## Directions for this task
Only the lines below between the ones containing "Target: leaf stem" and "the blurred foliage", inclusive, are to be reproduced, each exactly as it stands.

## Extracted data
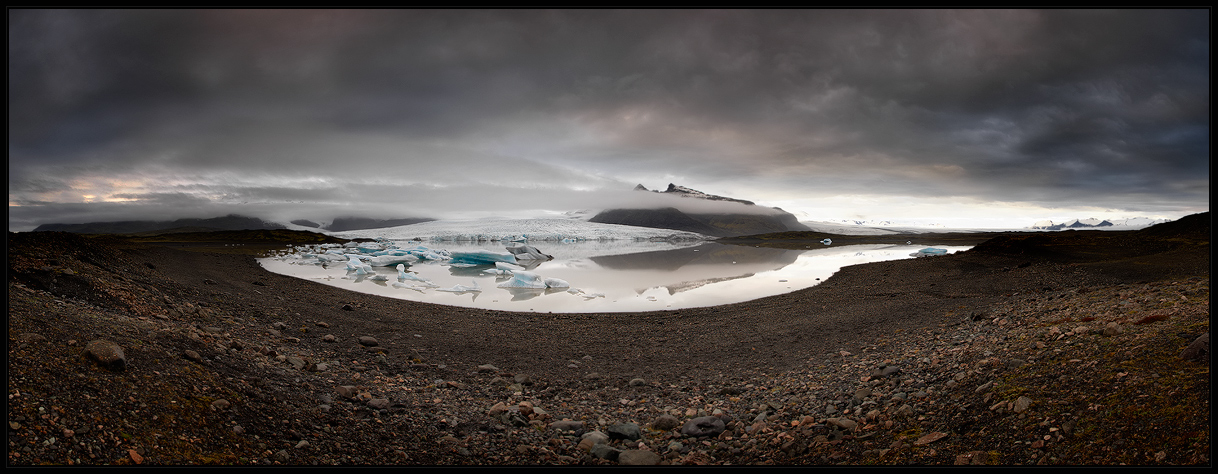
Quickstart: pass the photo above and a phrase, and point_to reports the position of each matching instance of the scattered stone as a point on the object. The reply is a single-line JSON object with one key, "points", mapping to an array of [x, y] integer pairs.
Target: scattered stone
{"points": [[929, 438], [625, 431], [346, 391], [638, 457], [1022, 403], [843, 423], [604, 451], [665, 423], [596, 436], [1199, 350], [566, 425], [703, 427]]}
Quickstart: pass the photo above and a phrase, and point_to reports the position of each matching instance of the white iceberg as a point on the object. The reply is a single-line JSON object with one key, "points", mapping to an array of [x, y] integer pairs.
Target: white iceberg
{"points": [[928, 252], [557, 283], [402, 275], [391, 260], [481, 257], [528, 252], [462, 289], [509, 267]]}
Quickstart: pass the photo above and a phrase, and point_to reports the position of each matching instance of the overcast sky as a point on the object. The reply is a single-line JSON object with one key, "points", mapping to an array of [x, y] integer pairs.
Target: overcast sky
{"points": [[959, 117]]}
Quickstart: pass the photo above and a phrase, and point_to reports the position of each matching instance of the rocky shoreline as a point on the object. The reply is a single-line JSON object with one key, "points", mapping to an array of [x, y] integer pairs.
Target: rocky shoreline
{"points": [[998, 356]]}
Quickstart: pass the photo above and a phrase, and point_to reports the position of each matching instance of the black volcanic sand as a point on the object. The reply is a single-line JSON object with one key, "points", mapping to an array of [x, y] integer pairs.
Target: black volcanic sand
{"points": [[200, 294], [856, 304]]}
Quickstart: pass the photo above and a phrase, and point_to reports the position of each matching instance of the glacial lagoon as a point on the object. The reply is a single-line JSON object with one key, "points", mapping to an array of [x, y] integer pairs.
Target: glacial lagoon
{"points": [[603, 275]]}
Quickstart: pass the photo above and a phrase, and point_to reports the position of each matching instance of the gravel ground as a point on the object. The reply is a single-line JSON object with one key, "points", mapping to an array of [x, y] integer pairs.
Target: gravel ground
{"points": [[1021, 351]]}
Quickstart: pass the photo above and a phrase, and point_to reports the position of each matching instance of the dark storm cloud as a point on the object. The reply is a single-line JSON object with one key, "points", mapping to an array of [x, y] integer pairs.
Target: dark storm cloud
{"points": [[1089, 107]]}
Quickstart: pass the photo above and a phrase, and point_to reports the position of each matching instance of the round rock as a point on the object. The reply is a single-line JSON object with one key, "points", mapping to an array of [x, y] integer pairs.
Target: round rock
{"points": [[703, 427]]}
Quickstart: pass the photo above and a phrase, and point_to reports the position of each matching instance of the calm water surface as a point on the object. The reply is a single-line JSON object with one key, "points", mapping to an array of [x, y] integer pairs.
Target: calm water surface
{"points": [[613, 277]]}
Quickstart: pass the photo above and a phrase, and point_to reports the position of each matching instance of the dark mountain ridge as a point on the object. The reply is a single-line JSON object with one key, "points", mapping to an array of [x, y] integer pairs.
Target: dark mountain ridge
{"points": [[230, 222], [715, 224]]}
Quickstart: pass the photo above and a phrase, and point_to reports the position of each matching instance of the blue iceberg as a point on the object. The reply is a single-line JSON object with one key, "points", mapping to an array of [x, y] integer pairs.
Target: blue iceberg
{"points": [[481, 257]]}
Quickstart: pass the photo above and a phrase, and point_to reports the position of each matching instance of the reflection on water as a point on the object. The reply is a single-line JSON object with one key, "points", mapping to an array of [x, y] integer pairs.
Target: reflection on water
{"points": [[609, 278]]}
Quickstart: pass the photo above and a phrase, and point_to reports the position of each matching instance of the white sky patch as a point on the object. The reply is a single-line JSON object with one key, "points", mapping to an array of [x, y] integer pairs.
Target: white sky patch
{"points": [[950, 212]]}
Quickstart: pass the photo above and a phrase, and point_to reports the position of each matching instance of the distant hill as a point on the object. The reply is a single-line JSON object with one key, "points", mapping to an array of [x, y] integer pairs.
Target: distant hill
{"points": [[359, 223], [1093, 223], [715, 224], [230, 222]]}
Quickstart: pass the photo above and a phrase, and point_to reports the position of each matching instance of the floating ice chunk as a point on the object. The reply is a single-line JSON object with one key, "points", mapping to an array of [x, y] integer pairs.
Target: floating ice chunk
{"points": [[391, 260], [402, 275], [482, 257], [928, 252], [462, 289], [557, 283], [524, 279], [407, 286]]}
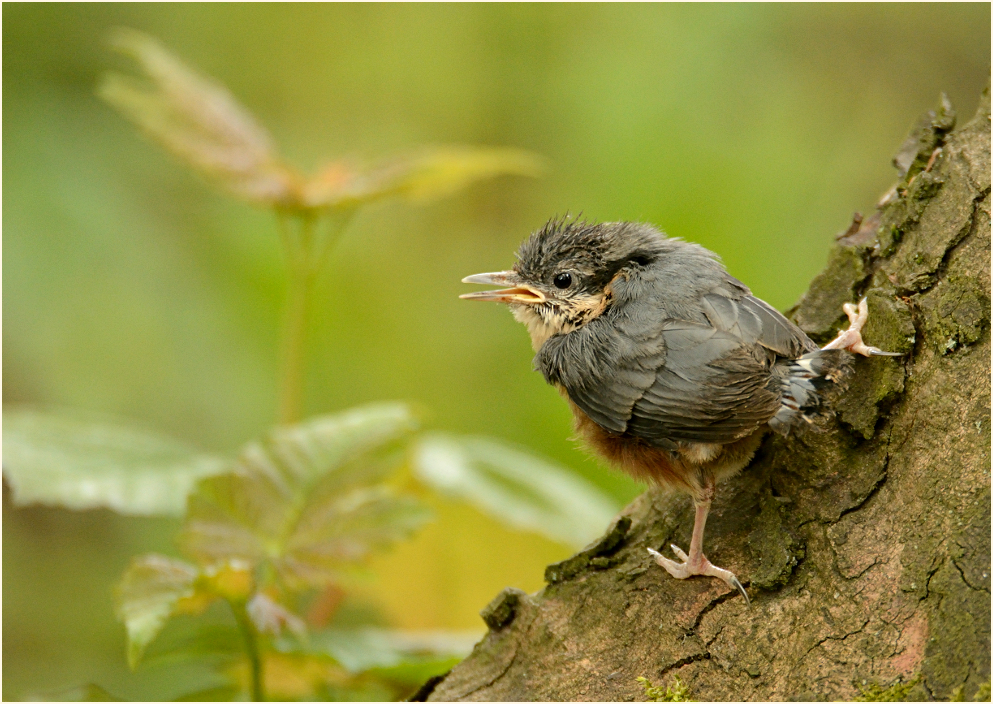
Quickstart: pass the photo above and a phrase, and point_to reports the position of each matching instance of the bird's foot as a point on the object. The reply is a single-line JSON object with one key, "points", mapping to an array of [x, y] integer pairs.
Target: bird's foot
{"points": [[851, 339], [688, 567]]}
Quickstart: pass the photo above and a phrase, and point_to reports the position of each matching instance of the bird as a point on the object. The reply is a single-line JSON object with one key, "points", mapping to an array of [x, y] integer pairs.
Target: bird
{"points": [[673, 370]]}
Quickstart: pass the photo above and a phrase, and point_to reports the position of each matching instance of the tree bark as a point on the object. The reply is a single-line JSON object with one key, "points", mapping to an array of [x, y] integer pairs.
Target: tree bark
{"points": [[865, 547]]}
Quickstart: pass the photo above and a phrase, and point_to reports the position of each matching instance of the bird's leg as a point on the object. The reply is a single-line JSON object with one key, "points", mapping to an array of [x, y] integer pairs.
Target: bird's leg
{"points": [[696, 562], [851, 339]]}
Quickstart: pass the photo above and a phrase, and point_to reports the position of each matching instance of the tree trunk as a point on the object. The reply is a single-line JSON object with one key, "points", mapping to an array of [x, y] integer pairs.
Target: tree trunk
{"points": [[865, 547]]}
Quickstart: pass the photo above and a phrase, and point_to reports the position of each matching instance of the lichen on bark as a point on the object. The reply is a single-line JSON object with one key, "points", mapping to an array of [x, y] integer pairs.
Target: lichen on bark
{"points": [[865, 547]]}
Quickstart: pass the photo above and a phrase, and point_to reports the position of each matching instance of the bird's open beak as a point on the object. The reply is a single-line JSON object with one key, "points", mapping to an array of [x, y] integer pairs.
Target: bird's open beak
{"points": [[515, 293]]}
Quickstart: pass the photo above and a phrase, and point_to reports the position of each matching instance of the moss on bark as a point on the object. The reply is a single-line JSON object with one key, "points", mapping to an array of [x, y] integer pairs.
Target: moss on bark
{"points": [[866, 547]]}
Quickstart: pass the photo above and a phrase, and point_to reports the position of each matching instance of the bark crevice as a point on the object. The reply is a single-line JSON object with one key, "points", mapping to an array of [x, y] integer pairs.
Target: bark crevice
{"points": [[865, 547]]}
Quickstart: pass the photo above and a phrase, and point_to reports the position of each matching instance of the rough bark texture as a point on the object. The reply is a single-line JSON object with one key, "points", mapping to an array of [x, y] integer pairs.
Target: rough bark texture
{"points": [[865, 548]]}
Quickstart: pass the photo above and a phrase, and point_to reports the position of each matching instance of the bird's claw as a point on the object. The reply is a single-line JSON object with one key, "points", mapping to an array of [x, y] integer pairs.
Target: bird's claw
{"points": [[851, 339], [702, 566]]}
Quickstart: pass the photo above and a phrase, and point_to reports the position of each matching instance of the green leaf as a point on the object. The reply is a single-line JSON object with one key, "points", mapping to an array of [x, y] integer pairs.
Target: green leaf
{"points": [[514, 486], [309, 499], [147, 595], [84, 462], [198, 120], [426, 175], [362, 649], [83, 693]]}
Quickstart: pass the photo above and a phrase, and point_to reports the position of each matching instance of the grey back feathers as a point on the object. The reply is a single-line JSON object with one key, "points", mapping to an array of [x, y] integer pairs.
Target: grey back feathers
{"points": [[684, 352]]}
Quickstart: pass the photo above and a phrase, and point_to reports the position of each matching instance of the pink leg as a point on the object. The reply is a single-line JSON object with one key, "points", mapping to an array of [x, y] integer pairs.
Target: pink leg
{"points": [[696, 562], [851, 339]]}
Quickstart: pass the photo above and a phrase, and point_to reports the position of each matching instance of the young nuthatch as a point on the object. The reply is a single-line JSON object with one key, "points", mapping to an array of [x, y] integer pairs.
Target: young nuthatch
{"points": [[673, 369]]}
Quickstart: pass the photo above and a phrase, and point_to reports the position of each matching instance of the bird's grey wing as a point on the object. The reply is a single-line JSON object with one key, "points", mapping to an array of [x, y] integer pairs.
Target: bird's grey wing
{"points": [[753, 321], [713, 388]]}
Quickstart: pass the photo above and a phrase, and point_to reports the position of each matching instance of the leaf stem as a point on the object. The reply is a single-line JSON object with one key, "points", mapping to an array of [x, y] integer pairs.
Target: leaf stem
{"points": [[307, 249], [251, 648], [298, 240]]}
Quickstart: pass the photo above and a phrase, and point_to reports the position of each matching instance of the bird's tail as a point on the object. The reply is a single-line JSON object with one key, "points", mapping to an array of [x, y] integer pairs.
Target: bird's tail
{"points": [[805, 383]]}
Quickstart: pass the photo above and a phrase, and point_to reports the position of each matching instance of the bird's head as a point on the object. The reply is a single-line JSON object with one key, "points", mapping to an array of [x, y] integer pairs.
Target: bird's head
{"points": [[564, 272]]}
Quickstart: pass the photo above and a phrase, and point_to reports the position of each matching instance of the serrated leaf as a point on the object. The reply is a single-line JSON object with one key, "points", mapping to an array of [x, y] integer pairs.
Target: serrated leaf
{"points": [[362, 649], [198, 120], [83, 462], [309, 499], [426, 175], [147, 595], [516, 487]]}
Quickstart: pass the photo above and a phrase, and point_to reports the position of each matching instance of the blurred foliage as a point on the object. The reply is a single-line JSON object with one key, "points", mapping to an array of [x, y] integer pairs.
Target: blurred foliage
{"points": [[81, 461], [285, 517], [131, 290]]}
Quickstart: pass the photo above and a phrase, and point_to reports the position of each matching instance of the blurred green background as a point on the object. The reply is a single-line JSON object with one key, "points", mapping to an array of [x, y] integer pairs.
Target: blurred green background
{"points": [[133, 288]]}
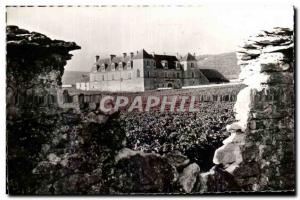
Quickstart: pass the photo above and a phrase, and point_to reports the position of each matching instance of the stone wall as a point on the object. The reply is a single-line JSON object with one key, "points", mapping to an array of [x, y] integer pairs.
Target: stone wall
{"points": [[260, 153]]}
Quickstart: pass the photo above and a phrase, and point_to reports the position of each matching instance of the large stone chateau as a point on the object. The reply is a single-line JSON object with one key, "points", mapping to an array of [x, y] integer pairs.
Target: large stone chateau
{"points": [[143, 71]]}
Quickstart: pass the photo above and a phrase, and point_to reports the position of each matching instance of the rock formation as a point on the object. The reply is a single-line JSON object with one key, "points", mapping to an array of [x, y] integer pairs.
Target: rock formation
{"points": [[259, 154]]}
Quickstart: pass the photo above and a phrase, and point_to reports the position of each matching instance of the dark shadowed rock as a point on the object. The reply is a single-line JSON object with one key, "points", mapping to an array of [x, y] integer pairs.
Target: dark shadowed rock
{"points": [[189, 177], [142, 173]]}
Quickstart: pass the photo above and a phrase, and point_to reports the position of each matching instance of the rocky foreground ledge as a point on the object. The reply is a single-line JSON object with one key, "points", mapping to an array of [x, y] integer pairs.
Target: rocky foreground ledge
{"points": [[19, 40], [260, 151]]}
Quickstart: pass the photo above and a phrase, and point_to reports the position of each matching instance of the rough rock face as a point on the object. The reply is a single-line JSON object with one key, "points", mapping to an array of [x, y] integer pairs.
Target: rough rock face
{"points": [[137, 172], [260, 151], [189, 177], [35, 65]]}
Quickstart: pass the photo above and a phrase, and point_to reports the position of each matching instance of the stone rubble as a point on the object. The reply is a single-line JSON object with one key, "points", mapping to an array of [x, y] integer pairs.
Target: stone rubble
{"points": [[260, 151]]}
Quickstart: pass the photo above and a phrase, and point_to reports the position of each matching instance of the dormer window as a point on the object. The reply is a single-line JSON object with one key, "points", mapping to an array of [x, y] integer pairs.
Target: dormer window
{"points": [[120, 66], [102, 67], [177, 65], [164, 63], [113, 67]]}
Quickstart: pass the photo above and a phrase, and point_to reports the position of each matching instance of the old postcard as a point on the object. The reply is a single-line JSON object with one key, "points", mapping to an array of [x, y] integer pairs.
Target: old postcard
{"points": [[165, 100]]}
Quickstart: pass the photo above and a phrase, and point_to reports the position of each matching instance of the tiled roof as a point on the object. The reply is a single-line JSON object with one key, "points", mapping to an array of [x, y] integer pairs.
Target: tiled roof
{"points": [[170, 59], [188, 57], [142, 54]]}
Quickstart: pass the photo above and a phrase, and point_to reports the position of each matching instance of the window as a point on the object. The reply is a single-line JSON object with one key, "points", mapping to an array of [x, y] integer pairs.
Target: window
{"points": [[113, 67], [138, 73]]}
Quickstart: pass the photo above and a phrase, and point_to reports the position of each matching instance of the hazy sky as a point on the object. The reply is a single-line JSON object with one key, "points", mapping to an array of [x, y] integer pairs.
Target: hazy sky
{"points": [[114, 30]]}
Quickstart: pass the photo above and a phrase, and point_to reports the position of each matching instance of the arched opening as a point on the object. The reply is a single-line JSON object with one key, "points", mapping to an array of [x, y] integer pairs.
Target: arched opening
{"points": [[138, 73]]}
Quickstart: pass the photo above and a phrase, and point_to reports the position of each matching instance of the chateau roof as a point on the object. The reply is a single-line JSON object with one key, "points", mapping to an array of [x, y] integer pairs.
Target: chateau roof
{"points": [[170, 59], [188, 57], [142, 54], [214, 75]]}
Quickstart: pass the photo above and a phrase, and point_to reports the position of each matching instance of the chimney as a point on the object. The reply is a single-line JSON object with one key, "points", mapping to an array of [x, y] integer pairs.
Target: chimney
{"points": [[112, 56], [97, 58], [131, 54]]}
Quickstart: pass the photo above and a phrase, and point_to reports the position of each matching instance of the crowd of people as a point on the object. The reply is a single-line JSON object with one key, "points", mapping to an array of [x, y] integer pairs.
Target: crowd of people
{"points": [[194, 134]]}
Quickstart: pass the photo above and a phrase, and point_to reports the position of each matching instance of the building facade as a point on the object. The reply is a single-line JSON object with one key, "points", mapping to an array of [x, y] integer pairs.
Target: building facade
{"points": [[143, 71]]}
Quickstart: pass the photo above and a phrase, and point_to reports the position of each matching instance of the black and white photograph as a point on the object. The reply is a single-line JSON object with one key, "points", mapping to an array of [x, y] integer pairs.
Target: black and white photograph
{"points": [[150, 100]]}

## Answer section
Target: leaf stem
{"points": [[307, 249], [251, 648], [298, 240]]}
Quickstart: pass the photo above and a phrase, and point_to reports the position of each matching instance of the bird's tail as a point on the object. The reply is a single-line JSON object with one key, "points", mapping to an array of [x, y] integer pairs.
Target: bird's tail
{"points": [[805, 383]]}
Quickstart: pass the photo above and a phrase, and point_to reports the position of each matching instance of the bird's head as a point on the object. The reply is a single-line JSON object with one key, "points", mapping to an array of [x, y] integer pairs.
Target: bird's head
{"points": [[564, 272]]}
Quickstart: pass the photo above and a phrase, and point_to reports the position of each matching instance of the serrated leaf as a point on the object. The reply is a single-line JSON object with one key, "points", mapping to an array of [x, y] integer pairs.
Target: serrated leaf
{"points": [[362, 649], [198, 120], [83, 462], [309, 499], [426, 175], [147, 595], [516, 487]]}
Quickstart: pass the photo above and a phrase, and point_to reports the position of each matching instance of the blurred foliage as a point on the object. The reply is a single-line JSON object with one key, "points", mapping to an array of [x, y] integer pairs.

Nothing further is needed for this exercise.